I Can See Your Voice made its debut on Mnet and tvN on February 26, 2015, with host Kim Bum-soo playing the game as a guest artist. Despite the poor reception in its first season, the show went on to become an instant success in South Korea, forcing to renew for a second season.

==Gameplay==
===Formats===
====Original format====
Over the course of several rounds, the guest artist(s) and/or contestant(s) must attempt to eliminate bad singers from a group of "mystery singers", identified only by their occupation or alias, without ever hearing them perform live. They are assisted by clues regarding the singers' backgrounds, style of performance, and observations from a celebrity panel. At the end of a game, the last remaining mystery singer is revealed as either good or bad by means of a duet between them and one of the guest artists.

**DIRECTIVE A:** Gather every line in the records below that contains the string "baseboard", treating uppercase and lowercase as distinct.

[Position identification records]
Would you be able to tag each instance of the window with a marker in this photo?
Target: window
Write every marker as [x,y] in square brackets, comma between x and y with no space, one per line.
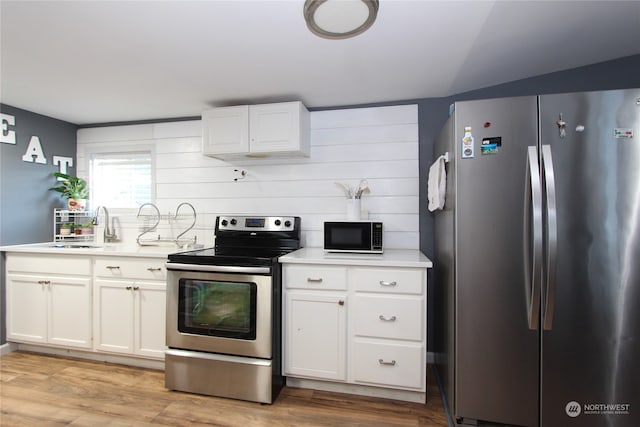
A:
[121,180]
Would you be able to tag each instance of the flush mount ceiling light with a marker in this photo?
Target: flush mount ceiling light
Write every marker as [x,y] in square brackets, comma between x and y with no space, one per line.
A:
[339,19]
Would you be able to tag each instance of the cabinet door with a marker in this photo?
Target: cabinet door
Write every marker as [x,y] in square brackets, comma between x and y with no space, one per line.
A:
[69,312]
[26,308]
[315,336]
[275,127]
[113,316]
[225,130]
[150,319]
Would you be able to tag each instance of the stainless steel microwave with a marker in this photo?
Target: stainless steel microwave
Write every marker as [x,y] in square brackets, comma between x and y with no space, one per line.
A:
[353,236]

...

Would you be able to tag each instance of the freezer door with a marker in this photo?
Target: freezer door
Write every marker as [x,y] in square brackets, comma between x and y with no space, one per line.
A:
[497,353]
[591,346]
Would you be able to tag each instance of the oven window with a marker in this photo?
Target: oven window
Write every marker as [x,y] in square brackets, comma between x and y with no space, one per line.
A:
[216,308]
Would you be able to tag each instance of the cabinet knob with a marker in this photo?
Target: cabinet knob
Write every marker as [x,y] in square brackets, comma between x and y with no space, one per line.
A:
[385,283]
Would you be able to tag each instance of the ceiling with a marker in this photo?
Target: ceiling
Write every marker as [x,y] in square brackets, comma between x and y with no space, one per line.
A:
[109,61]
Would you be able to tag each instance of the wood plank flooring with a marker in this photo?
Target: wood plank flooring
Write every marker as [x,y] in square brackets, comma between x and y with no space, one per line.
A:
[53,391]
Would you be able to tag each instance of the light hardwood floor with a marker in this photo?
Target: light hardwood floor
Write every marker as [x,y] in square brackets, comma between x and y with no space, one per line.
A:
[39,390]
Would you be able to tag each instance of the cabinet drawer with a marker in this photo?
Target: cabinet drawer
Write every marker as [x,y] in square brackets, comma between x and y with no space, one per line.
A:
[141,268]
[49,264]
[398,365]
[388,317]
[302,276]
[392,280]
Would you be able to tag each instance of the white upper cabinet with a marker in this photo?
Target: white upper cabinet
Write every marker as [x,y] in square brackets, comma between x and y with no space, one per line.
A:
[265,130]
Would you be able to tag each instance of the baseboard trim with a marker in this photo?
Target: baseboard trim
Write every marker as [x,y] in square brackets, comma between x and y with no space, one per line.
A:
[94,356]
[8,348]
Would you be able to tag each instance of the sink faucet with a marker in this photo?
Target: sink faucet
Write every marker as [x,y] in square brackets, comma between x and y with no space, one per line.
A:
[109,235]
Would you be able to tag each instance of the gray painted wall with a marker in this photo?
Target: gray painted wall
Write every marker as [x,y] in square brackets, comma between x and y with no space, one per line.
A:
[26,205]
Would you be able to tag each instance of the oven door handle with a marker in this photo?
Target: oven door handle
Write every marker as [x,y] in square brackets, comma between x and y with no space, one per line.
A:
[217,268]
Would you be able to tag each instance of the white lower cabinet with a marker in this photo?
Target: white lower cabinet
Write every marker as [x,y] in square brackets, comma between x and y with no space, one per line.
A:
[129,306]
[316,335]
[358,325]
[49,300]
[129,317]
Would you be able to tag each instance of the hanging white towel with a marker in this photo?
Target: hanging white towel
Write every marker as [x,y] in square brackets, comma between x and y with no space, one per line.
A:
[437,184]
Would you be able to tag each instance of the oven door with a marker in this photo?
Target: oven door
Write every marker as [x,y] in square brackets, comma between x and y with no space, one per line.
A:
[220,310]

* * *

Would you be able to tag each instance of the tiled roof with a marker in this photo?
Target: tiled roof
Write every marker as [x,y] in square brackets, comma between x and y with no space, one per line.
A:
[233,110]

**DIRECTIVE B:** According to the article on I Can See Your Voice, on what date did the show debut on Mnet and tvN?

**EXERCISE ANSWER A:**
Would you be able to tag each instance of the baseboard trim with a marker in this photo?
Target: baseboard trim

**EXERCISE ANSWER B:** February 26, 2015